» Task to carry out: From the line that contains "output point(80, 140)" to the final line of the entries below, write out every line exactly as it appears, and nothing else.

» Natural-language object grounding data:
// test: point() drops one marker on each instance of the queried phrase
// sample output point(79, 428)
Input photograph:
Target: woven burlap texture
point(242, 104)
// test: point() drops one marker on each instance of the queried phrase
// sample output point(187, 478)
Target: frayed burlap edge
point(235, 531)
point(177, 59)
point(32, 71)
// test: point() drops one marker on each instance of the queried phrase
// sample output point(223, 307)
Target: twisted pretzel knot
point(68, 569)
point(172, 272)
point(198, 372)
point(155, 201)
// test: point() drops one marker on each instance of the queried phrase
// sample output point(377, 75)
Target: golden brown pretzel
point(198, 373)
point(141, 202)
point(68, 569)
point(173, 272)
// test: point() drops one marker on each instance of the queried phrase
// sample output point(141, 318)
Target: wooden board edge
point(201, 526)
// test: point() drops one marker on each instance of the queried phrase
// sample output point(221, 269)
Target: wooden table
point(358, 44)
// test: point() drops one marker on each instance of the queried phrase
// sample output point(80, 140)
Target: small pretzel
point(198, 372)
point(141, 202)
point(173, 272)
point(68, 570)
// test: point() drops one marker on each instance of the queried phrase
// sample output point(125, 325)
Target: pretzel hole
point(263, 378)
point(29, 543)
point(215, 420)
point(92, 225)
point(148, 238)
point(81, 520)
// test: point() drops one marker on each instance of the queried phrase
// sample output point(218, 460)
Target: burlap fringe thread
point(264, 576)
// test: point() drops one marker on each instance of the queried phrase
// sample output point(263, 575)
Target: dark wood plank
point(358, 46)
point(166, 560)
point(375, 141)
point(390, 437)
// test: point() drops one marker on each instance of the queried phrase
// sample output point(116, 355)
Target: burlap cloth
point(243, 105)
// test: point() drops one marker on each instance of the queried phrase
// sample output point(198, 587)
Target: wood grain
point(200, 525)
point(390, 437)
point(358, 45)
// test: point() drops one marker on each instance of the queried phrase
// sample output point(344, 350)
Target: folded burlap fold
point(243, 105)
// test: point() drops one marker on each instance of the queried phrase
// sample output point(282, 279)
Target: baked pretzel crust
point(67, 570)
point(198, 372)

» Expected answer:
// sample output point(80, 140)
Target: small pretzel
point(198, 372)
point(141, 202)
point(173, 272)
point(68, 570)
// test: point() drops one marker on each instance of the queried phrase
// sample output point(125, 325)
Target: pretzel hole
point(263, 378)
point(29, 543)
point(215, 420)
point(92, 225)
point(148, 238)
point(81, 520)
// test: point() drops one marker on each instance of the queried phrase
// sample output point(218, 460)
Target: burlap fringe thread
point(264, 576)
// test: point() drops one marker on each instance of the queried phrase
// sample output point(263, 575)
Target: dark wood plank
point(358, 46)
point(166, 560)
point(375, 141)
point(390, 437)
// test: point() drops one marker on each instance of the queried phrase
// sample output point(116, 355)
Target: burlap cloth
point(243, 105)
// test: point() drops one marker on each instance of the queried phrase
// sample output point(198, 587)
Target: wood grain
point(200, 525)
point(390, 437)
point(358, 45)
// test: point() drops one marker on each instance of the queried phrase
// sample output point(344, 350)
Target: folded burlap fold
point(243, 105)
// test: point() drops one marker on each instance of the queried phrase
// sample output point(282, 279)
Target: baked pretzel crust
point(67, 570)
point(198, 372)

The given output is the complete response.